- **Source data**:

******************************

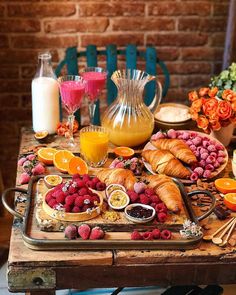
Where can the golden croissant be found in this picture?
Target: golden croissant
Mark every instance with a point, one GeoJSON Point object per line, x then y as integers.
{"type": "Point", "coordinates": [177, 147]}
{"type": "Point", "coordinates": [164, 162]}
{"type": "Point", "coordinates": [167, 191]}
{"type": "Point", "coordinates": [121, 176]}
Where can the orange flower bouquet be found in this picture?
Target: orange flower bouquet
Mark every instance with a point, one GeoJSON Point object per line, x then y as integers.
{"type": "Point", "coordinates": [211, 112]}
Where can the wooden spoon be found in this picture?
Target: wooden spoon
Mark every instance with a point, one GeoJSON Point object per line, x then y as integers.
{"type": "Point", "coordinates": [218, 240]}
{"type": "Point", "coordinates": [228, 235]}
{"type": "Point", "coordinates": [210, 237]}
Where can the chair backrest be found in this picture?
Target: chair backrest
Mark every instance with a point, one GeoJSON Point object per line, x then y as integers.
{"type": "Point", "coordinates": [111, 53]}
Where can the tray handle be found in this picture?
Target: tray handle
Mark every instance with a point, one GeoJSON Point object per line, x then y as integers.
{"type": "Point", "coordinates": [196, 192]}
{"type": "Point", "coordinates": [5, 196]}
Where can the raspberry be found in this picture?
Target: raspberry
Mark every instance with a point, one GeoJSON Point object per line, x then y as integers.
{"type": "Point", "coordinates": [162, 216]}
{"type": "Point", "coordinates": [135, 235]}
{"type": "Point", "coordinates": [84, 231]}
{"type": "Point", "coordinates": [96, 233]}
{"type": "Point", "coordinates": [165, 234]}
{"type": "Point", "coordinates": [156, 233]}
{"type": "Point", "coordinates": [147, 235]}
{"type": "Point", "coordinates": [144, 199]}
{"type": "Point", "coordinates": [100, 186]}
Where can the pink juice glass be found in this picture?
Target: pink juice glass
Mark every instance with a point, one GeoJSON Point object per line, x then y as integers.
{"type": "Point", "coordinates": [72, 89]}
{"type": "Point", "coordinates": [96, 79]}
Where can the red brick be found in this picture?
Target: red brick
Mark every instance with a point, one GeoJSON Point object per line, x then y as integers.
{"type": "Point", "coordinates": [9, 73]}
{"type": "Point", "coordinates": [199, 8]}
{"type": "Point", "coordinates": [142, 24]}
{"type": "Point", "coordinates": [203, 25]}
{"type": "Point", "coordinates": [4, 42]}
{"type": "Point", "coordinates": [77, 25]}
{"type": "Point", "coordinates": [26, 25]}
{"type": "Point", "coordinates": [28, 41]}
{"type": "Point", "coordinates": [41, 10]}
{"type": "Point", "coordinates": [180, 39]}
{"type": "Point", "coordinates": [119, 39]}
{"type": "Point", "coordinates": [189, 68]}
{"type": "Point", "coordinates": [202, 54]}
{"type": "Point", "coordinates": [111, 9]}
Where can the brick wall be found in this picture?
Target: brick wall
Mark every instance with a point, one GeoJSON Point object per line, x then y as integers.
{"type": "Point", "coordinates": [189, 36]}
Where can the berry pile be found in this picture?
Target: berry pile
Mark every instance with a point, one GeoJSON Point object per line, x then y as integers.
{"type": "Point", "coordinates": [155, 234]}
{"type": "Point", "coordinates": [30, 166]}
{"type": "Point", "coordinates": [209, 153]}
{"type": "Point", "coordinates": [74, 196]}
{"type": "Point", "coordinates": [84, 231]}
{"type": "Point", "coordinates": [149, 197]}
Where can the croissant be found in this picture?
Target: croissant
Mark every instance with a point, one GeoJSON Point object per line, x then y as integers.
{"type": "Point", "coordinates": [121, 176]}
{"type": "Point", "coordinates": [163, 162]}
{"type": "Point", "coordinates": [177, 147]}
{"type": "Point", "coordinates": [167, 191]}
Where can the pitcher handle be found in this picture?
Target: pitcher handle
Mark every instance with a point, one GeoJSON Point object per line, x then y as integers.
{"type": "Point", "coordinates": [157, 97]}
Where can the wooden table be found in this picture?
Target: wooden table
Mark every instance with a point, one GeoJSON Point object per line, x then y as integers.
{"type": "Point", "coordinates": [30, 270]}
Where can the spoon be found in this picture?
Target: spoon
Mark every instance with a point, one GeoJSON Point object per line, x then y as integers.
{"type": "Point", "coordinates": [228, 235]}
{"type": "Point", "coordinates": [210, 237]}
{"type": "Point", "coordinates": [218, 240]}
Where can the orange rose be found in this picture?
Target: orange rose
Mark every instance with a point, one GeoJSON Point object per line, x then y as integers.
{"type": "Point", "coordinates": [192, 95]}
{"type": "Point", "coordinates": [224, 110]}
{"type": "Point", "coordinates": [213, 91]}
{"type": "Point", "coordinates": [202, 122]}
{"type": "Point", "coordinates": [228, 94]}
{"type": "Point", "coordinates": [210, 106]}
{"type": "Point", "coordinates": [204, 91]}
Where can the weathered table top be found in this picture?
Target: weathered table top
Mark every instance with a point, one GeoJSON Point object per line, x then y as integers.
{"type": "Point", "coordinates": [49, 270]}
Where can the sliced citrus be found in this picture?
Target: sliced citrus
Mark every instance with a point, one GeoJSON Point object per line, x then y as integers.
{"type": "Point", "coordinates": [226, 185]}
{"type": "Point", "coordinates": [61, 160]}
{"type": "Point", "coordinates": [230, 201]}
{"type": "Point", "coordinates": [46, 155]}
{"type": "Point", "coordinates": [123, 151]}
{"type": "Point", "coordinates": [77, 166]}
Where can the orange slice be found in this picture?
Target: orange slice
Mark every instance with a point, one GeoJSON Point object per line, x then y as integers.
{"type": "Point", "coordinates": [46, 155]}
{"type": "Point", "coordinates": [226, 185]}
{"type": "Point", "coordinates": [77, 166]}
{"type": "Point", "coordinates": [61, 160]}
{"type": "Point", "coordinates": [123, 151]}
{"type": "Point", "coordinates": [230, 201]}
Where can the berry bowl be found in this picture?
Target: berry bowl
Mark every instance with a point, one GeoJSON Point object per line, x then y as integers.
{"type": "Point", "coordinates": [139, 213]}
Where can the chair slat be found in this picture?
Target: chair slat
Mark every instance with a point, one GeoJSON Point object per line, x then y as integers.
{"type": "Point", "coordinates": [151, 57]}
{"type": "Point", "coordinates": [91, 54]}
{"type": "Point", "coordinates": [131, 57]}
{"type": "Point", "coordinates": [111, 67]}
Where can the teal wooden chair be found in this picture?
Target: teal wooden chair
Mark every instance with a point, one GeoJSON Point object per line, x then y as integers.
{"type": "Point", "coordinates": [112, 53]}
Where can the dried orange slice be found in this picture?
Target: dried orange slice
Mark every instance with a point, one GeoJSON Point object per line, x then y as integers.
{"type": "Point", "coordinates": [46, 155]}
{"type": "Point", "coordinates": [230, 201]}
{"type": "Point", "coordinates": [61, 160]}
{"type": "Point", "coordinates": [77, 166]}
{"type": "Point", "coordinates": [123, 151]}
{"type": "Point", "coordinates": [226, 185]}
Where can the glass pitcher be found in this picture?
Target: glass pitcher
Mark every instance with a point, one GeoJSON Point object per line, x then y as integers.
{"type": "Point", "coordinates": [129, 121]}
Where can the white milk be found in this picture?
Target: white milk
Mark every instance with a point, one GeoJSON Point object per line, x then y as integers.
{"type": "Point", "coordinates": [45, 104]}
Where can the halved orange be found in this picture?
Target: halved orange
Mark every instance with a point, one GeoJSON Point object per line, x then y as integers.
{"type": "Point", "coordinates": [226, 185]}
{"type": "Point", "coordinates": [123, 151]}
{"type": "Point", "coordinates": [77, 166]}
{"type": "Point", "coordinates": [230, 201]}
{"type": "Point", "coordinates": [46, 155]}
{"type": "Point", "coordinates": [61, 160]}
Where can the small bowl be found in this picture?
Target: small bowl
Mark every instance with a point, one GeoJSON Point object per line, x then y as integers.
{"type": "Point", "coordinates": [116, 196]}
{"type": "Point", "coordinates": [52, 180]}
{"type": "Point", "coordinates": [139, 220]}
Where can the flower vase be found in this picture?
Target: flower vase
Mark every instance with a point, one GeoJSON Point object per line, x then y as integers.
{"type": "Point", "coordinates": [224, 135]}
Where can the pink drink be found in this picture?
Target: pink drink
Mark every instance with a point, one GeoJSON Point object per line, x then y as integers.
{"type": "Point", "coordinates": [71, 94]}
{"type": "Point", "coordinates": [95, 83]}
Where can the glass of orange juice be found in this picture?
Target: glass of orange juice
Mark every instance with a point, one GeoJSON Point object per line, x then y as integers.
{"type": "Point", "coordinates": [94, 145]}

******************************

- **Task requirements**:
Answer with nothing but the count of lines in the entries that hold the word "bowl".

- **Solution for this problem**:
4